= PROBLEM =
Using the entries below, write out the line with "like point(352, 38)", the line with "like point(169, 521)", and every line in between, exactly as each is written.

= GIVEN DATA =

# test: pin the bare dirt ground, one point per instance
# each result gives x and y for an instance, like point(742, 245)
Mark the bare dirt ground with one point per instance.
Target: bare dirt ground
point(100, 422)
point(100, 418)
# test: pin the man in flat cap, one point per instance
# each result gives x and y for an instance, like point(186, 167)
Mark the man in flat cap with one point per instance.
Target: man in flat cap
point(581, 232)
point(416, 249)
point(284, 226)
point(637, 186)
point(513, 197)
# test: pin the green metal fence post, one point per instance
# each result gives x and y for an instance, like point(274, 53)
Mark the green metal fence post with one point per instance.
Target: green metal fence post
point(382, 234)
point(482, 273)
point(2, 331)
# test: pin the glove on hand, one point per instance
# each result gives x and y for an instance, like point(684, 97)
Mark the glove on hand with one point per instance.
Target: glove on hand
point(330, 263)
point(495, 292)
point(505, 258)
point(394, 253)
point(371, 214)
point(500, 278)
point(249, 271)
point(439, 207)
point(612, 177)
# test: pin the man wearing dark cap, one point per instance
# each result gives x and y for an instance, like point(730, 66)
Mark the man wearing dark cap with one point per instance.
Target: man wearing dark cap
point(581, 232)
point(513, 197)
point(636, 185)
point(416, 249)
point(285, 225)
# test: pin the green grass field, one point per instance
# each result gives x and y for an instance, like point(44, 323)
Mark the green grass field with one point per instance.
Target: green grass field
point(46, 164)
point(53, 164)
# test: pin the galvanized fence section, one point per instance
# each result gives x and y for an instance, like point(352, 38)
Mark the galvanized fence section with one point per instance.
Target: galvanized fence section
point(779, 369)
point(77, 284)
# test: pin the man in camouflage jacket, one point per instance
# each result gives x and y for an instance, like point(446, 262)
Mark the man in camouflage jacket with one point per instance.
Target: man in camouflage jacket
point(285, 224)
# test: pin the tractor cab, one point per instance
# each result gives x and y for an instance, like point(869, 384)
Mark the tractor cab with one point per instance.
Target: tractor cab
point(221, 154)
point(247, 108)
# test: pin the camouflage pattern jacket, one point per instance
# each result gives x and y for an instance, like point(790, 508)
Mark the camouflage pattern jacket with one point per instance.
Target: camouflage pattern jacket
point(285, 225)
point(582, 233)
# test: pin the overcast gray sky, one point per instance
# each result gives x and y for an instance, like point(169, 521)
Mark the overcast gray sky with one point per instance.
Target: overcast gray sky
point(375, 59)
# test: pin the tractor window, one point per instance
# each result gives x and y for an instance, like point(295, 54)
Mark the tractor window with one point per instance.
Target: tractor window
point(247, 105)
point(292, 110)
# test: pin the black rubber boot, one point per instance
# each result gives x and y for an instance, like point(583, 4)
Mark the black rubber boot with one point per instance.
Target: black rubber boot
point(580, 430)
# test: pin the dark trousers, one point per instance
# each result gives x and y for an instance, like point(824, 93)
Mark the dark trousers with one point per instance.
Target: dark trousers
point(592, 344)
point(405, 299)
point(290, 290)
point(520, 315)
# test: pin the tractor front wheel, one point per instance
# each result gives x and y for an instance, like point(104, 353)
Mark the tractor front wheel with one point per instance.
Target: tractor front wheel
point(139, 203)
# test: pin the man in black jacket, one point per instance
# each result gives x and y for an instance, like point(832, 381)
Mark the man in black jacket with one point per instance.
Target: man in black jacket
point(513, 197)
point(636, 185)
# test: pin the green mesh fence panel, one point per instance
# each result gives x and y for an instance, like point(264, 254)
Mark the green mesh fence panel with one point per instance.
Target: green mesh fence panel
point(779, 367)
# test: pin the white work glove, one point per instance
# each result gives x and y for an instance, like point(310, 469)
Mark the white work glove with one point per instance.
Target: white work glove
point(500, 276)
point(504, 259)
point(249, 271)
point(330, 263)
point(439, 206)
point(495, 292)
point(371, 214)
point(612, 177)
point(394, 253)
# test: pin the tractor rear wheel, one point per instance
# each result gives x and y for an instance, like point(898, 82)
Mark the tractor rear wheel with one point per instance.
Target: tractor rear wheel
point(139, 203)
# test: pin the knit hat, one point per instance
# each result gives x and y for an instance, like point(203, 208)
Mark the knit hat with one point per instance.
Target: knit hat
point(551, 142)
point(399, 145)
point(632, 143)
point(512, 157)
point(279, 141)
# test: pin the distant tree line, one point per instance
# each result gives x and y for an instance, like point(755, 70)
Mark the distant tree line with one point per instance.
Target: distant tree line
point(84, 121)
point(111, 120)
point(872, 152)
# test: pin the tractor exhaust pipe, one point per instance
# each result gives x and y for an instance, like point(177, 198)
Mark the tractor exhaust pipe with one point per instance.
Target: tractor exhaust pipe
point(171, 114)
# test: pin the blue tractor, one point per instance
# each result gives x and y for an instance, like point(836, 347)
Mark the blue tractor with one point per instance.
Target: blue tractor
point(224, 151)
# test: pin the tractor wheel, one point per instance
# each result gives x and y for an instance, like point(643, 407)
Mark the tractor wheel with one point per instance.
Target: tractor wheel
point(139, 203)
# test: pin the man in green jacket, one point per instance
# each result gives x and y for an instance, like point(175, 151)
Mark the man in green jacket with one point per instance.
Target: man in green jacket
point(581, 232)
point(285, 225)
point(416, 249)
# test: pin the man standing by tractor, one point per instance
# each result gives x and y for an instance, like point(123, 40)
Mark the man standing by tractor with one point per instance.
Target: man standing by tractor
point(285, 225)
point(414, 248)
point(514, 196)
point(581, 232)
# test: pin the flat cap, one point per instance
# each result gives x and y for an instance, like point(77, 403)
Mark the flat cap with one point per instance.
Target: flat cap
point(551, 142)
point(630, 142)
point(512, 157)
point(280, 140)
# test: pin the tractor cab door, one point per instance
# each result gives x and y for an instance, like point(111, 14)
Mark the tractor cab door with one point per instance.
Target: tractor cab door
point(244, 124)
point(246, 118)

= ANSWER SPACE =
# each result gives x and y for an instance, like point(352, 38)
Mark the galvanized fence section with one point per instance.
Target: galvanized fence section
point(779, 369)
point(77, 284)
# test: pin the man in camouflage jacket, one point per instance
# each result gives x and y for an instance, like point(446, 262)
Mark the man in camouflage jacket with one point per instance.
Target: man in camouflage jacket
point(285, 224)
# test: pin the tractor cab, one point per instance
# each result gives x and y for an instance, like point(869, 384)
Mark the tractor cab with one point per instance.
Target: tractor cab
point(221, 154)
point(247, 108)
# test: pin the camouflage pattern jacket, one point per instance
# each result gives x and y for an instance, like point(790, 508)
Mark the camouflage pattern jacket with one point per instance.
Target: camouflage pattern jacket
point(285, 225)
point(582, 233)
# test: pin the overcast gray sky, one point per instance
# each result gives x and y for an instance, like point(169, 521)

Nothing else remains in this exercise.